Your goal: Copy out the Kohinoor interview below word for word, with nothing added or left out.

Source:
··········

William: We liked the fact that there was a balance. One half was written by a man, the other half was written by a woman. The white guy - I'm Scottish - was living in India and the brown woman was writing from London. So, it had a nice sort of balance about it. It's the job of the historians to establish facts. We're providing evidence for future cases.

 I don't think there's anything anyone can pick against in this book. It's not "anti-national"...we're only telling the story of the diamond. So, I'd be surprised if people get angry about this. We're not taking a political line. We've just narrated history in a straightforward and neutral manner. It's a complicated history and many people don't realise that the diamond spent all this time in Iran, Afghanistan and that the Taliban has a claim on it and so on. 

Anita: With this sort of connectivity, with Willie and me sitting in different countries...and believe me, the irony of a brown woman writing in London and a white dude writing in India, didn't escape us. There was a hilarious symmetry to it. We didn't worry about hurting nationalistic pride, that wasn't on our agenda at all. We're storytellers and when you do that, in a way, you transcend other people's agendas. This is such a mythologized subject, there's so much misinformation about it. So, it was worthwhile to say look, this is what the records and eyewitnesses say. This is what happened. 

History is not a subject that everyone likes to read and sometimes, that very fact makes it an easy tool for politicians to twist past events to suit their interests. How important do you think books like the Kohinoor are, looking at it from this angle?

··········

Extracted records:
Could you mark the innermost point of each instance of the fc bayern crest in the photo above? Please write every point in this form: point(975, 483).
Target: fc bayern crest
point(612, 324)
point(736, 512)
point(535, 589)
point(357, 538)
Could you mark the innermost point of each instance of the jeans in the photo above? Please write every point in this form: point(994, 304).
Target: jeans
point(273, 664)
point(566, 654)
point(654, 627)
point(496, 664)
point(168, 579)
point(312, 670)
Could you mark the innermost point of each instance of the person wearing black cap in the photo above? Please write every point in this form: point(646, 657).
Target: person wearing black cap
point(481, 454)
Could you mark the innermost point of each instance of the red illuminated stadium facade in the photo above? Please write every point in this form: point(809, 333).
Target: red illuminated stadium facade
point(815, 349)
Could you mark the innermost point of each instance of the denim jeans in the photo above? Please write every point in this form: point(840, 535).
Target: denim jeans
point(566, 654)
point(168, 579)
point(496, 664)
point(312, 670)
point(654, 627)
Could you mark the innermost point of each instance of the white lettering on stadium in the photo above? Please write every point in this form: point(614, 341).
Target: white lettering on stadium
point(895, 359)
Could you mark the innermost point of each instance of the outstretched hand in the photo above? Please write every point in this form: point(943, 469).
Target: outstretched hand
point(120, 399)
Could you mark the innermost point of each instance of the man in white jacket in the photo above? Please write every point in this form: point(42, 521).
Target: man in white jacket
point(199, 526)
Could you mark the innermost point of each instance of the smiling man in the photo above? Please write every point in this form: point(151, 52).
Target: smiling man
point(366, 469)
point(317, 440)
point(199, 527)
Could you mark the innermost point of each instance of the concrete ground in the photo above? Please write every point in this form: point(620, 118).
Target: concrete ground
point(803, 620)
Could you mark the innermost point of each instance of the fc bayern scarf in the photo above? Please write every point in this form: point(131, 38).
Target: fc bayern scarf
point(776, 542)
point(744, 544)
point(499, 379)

··········

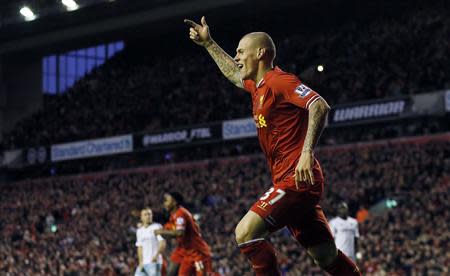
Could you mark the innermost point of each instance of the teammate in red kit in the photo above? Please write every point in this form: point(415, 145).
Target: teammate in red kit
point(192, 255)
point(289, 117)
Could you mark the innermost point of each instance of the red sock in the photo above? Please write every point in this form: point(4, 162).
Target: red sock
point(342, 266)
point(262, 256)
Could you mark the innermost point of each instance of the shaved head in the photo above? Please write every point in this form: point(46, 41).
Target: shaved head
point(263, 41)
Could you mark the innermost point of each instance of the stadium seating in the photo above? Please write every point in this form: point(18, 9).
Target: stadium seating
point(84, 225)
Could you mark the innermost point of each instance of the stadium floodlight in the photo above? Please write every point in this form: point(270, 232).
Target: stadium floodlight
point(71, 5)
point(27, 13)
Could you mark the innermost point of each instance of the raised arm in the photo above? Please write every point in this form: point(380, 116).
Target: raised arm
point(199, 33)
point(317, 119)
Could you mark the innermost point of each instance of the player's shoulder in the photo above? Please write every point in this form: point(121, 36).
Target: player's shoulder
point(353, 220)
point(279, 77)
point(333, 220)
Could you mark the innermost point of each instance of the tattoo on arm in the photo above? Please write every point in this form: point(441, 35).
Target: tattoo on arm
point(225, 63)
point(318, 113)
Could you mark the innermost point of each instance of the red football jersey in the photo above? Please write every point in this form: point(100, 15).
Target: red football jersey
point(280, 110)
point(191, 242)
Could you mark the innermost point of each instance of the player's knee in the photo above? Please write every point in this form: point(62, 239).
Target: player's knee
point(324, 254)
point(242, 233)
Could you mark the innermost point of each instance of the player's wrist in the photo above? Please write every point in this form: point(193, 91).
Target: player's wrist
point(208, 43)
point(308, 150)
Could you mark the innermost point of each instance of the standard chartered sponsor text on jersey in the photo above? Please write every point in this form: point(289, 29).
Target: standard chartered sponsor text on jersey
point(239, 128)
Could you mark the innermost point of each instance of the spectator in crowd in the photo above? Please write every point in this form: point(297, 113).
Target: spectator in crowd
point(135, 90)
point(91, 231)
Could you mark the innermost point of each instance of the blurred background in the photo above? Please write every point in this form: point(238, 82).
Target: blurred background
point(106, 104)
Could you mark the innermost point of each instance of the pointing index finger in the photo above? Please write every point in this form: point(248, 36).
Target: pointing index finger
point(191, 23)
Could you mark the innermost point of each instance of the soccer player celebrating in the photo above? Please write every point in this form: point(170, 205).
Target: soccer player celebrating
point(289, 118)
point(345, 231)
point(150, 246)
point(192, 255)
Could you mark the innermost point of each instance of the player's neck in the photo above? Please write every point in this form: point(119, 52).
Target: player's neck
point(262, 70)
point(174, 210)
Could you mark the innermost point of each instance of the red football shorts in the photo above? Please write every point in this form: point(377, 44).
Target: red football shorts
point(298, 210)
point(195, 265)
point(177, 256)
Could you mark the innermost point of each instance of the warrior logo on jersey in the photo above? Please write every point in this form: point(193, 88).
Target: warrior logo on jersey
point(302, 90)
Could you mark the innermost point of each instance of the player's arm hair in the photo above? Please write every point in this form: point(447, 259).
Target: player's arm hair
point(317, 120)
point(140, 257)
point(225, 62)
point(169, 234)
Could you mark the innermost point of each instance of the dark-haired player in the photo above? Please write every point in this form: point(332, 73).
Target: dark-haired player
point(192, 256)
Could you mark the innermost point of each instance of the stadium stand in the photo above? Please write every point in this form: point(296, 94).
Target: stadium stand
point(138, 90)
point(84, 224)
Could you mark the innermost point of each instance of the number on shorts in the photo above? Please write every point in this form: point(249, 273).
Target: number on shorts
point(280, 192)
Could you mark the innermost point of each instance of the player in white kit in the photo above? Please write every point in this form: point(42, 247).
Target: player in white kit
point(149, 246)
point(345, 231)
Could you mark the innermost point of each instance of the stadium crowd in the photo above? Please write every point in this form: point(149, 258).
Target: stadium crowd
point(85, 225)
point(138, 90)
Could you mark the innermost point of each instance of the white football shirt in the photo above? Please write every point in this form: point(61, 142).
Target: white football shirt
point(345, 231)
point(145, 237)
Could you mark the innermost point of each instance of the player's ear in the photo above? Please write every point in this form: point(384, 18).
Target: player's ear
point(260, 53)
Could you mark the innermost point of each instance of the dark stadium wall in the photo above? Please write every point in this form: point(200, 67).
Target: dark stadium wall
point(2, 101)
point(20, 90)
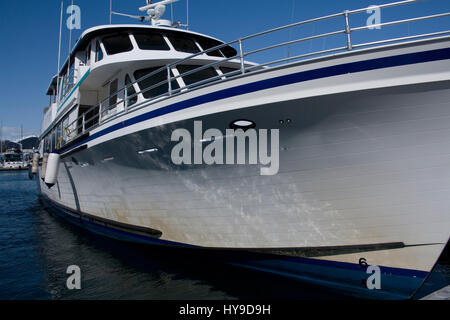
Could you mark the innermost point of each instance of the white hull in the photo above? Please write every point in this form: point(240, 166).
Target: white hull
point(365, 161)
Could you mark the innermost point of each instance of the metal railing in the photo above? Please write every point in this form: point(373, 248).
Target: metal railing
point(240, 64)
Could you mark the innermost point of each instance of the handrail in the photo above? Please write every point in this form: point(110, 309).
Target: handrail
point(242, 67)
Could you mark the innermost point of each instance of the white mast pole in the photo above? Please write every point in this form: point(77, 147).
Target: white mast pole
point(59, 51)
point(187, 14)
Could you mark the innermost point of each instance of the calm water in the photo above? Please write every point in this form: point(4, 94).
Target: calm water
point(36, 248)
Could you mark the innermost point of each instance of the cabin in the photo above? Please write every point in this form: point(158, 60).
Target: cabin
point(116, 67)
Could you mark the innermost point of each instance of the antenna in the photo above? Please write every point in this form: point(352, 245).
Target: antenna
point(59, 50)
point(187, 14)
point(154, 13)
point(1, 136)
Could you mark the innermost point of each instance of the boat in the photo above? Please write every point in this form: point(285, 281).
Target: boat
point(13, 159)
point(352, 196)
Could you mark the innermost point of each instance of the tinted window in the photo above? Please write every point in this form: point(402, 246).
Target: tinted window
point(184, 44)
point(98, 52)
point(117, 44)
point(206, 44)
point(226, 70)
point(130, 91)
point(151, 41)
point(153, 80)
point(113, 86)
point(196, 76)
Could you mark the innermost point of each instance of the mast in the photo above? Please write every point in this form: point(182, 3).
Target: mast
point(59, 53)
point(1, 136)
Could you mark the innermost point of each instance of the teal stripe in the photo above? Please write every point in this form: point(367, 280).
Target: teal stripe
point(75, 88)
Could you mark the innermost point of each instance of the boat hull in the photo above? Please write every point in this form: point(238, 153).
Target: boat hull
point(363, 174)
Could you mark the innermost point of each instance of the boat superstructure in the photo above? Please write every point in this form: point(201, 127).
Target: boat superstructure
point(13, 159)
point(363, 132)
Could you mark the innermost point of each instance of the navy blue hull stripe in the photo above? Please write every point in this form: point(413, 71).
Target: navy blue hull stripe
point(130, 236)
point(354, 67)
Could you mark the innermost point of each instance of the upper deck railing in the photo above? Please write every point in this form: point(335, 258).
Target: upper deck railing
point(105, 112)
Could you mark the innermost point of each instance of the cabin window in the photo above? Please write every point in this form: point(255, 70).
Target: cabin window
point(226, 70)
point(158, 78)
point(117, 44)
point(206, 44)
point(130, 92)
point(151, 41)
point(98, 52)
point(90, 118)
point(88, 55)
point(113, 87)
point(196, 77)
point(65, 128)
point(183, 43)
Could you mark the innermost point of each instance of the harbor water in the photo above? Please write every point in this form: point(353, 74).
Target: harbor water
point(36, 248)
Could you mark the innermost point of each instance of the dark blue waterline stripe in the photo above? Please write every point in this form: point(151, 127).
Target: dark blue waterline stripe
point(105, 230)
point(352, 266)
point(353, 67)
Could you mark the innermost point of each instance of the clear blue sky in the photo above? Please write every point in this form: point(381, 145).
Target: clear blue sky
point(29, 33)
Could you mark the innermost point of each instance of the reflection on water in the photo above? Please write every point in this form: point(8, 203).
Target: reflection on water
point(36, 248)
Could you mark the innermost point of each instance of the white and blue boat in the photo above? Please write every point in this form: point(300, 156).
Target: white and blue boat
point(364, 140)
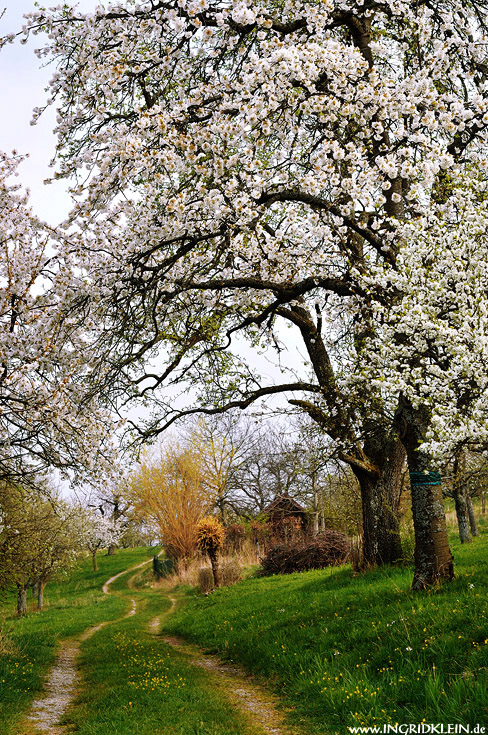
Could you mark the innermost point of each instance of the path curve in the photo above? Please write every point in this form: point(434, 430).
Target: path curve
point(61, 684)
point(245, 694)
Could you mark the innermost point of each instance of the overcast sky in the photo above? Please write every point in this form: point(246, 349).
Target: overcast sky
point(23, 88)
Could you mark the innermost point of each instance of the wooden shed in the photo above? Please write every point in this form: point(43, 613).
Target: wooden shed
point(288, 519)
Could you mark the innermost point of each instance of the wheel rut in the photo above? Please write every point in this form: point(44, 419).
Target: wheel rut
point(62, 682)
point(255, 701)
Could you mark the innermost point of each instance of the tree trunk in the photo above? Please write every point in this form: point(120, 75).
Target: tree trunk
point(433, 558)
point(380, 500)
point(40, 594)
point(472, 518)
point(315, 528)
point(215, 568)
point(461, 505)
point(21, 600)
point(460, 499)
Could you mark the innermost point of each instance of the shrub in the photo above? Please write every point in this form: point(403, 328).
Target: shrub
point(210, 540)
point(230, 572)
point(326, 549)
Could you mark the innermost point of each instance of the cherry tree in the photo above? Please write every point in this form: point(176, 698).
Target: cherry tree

··········

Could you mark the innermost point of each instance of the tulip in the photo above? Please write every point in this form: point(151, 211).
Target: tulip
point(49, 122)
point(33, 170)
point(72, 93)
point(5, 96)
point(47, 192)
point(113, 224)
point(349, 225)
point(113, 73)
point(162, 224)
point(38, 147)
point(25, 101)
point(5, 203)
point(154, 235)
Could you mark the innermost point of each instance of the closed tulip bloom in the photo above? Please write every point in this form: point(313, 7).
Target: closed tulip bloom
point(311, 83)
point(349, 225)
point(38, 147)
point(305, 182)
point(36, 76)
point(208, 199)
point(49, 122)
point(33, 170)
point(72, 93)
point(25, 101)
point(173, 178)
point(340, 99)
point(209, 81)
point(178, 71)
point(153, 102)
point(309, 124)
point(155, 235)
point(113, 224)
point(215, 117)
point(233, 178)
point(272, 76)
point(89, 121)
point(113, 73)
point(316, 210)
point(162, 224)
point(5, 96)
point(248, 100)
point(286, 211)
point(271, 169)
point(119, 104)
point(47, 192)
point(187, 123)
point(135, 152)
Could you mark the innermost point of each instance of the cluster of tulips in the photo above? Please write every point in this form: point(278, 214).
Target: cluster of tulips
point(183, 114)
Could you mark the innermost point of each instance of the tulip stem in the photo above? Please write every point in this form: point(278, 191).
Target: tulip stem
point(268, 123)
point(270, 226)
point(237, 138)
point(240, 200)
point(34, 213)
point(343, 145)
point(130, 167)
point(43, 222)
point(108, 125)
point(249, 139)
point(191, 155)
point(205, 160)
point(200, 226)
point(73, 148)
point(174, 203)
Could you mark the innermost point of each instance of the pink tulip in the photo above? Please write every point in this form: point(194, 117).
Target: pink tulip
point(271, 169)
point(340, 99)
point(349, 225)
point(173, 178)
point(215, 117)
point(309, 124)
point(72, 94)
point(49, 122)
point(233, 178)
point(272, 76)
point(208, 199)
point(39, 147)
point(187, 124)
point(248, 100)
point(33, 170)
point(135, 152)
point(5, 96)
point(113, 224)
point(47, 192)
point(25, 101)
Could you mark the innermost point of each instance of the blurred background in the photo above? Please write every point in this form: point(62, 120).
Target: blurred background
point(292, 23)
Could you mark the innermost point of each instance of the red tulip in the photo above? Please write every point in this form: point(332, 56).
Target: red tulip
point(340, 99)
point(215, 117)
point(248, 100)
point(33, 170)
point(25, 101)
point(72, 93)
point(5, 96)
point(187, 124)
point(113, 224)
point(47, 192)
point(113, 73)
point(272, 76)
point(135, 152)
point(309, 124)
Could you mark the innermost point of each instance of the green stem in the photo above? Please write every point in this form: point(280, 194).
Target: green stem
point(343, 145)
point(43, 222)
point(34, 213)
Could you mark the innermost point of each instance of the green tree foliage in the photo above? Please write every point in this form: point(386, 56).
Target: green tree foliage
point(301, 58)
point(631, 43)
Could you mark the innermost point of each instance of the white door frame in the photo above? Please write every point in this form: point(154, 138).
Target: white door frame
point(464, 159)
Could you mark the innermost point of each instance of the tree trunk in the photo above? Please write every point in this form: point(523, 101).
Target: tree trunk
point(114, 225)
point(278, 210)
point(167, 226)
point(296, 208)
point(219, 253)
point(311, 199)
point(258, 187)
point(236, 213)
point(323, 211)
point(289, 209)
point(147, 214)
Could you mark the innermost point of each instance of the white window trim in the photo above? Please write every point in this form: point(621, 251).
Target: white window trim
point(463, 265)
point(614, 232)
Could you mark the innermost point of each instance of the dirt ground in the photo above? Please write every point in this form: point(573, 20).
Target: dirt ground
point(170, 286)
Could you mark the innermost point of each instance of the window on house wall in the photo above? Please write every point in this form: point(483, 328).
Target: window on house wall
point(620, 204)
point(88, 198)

··········

Worked solution:
William: We liked the fact that there was a balance. One half was written by a man, the other half was written by a woman. The white guy - I'm Scottish - was living in India and the brown woman was writing from London. So, it had a nice sort of balance about it. It's the job of the historians to establish facts. We're providing evidence for future cases.

 I don't think there's anything anyone can pick against in this book. It's not "anti-national"...we're only telling the story of the diamond. So, I'd be surprised if people get angry about this. We're not taking a political line. We've just narrated history in a straightforward and neutral manner. It's a complicated history and many people don't realise that the diamond spent all this time in Iran, Afghanistan and that the Taliban has a claim on it and so on. 

Anita: With this sort of connectivity, with Willie and me sitting in different countries...and believe me, the irony of a brown woman writing in London and a white dude writing in India, didn't escape us. There was a hilarious symmetry to it. We didn't worry about hurting nationalistic pride, that wasn't on our agenda at all. We're storytellers and when you do that, in a way, you transcend other people's agendas. This is such a mythologized subject, there's so much misinformation about it. So, it was worthwhile to say look, this is what the records and eyewitnesses say. This is what happened. 

History is not a subject that everyone likes to read and sometimes, that very fact makes it an easy tool for politicians to twist past events to suit their interests. How important do you think books like the Kohinoor are, looking at it from this angle?